──────── RECORDS ────────

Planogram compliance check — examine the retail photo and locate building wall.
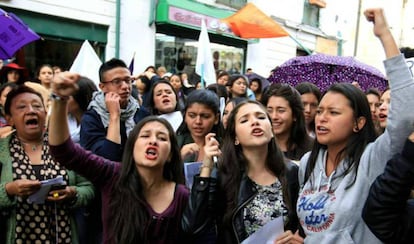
[121,0,155,75]
[0,0,414,76]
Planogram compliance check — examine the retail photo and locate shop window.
[155,33,244,83]
[216,0,247,9]
[302,0,319,27]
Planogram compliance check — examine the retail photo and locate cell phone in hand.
[50,184,67,191]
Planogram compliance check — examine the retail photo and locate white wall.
[118,0,155,74]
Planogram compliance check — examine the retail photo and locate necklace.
[19,140,43,152]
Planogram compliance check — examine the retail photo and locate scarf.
[88,91,139,137]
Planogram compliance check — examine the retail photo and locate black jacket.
[182,161,299,244]
[362,140,414,243]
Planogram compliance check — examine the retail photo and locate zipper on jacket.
[231,191,258,243]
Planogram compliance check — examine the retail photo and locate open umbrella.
[0,9,40,59]
[269,54,387,92]
[246,73,269,91]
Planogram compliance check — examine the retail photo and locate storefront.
[155,0,247,82]
[2,7,108,79]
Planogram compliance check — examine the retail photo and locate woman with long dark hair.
[183,100,303,243]
[262,84,313,161]
[297,9,414,243]
[295,82,322,138]
[148,79,183,131]
[49,73,189,243]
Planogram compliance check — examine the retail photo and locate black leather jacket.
[182,161,299,244]
[362,140,414,243]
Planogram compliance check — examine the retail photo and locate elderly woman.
[0,85,94,243]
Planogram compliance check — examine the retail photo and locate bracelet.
[50,92,69,101]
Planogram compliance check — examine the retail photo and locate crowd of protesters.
[0,9,414,243]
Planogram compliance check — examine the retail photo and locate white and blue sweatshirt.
[297,55,414,244]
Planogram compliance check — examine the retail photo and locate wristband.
[50,92,69,101]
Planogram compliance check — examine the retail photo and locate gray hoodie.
[297,55,414,244]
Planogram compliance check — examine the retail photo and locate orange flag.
[221,3,289,38]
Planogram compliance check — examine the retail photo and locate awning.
[155,0,248,48]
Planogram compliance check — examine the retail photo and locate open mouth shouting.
[251,128,264,136]
[145,147,158,160]
[24,118,39,129]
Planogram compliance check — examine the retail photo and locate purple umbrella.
[0,9,40,59]
[269,54,387,92]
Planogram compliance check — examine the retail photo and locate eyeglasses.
[102,77,134,86]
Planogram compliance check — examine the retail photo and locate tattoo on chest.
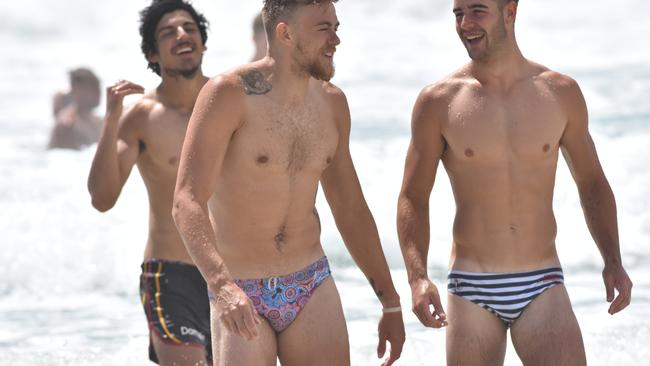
[370,278,384,298]
[239,69,273,95]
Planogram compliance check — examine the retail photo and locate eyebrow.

────────

TASK INSTRUCTIONS: Starting at the beginning of the data and stopping after the line that contains "[19,140,43,152]", write every line out again, text lines as well as answers, with each bounding-box coordinate in the answers multiplied by 1.5 and rounded to a whole number, halves rounding up. Leave the picture lines out.

TASK RESULT:
Planogram compliance check — examine the retail photo and locate building wall.
[182,0,233,113]
[0,0,621,114]
Planogram compliance check — examine the retail photo and locate shop window.
[233,50,366,125]
[324,0,371,14]
[453,0,479,41]
Planogram compliance check — examine the retail photo and locate cell phone in hand.
[75,276,101,287]
Planogram compliance check — examine the retail photo and locate white wall.
[177,0,233,111]
Planogram compliance check — examine the retail photo and locate necklace.
[29,210,65,228]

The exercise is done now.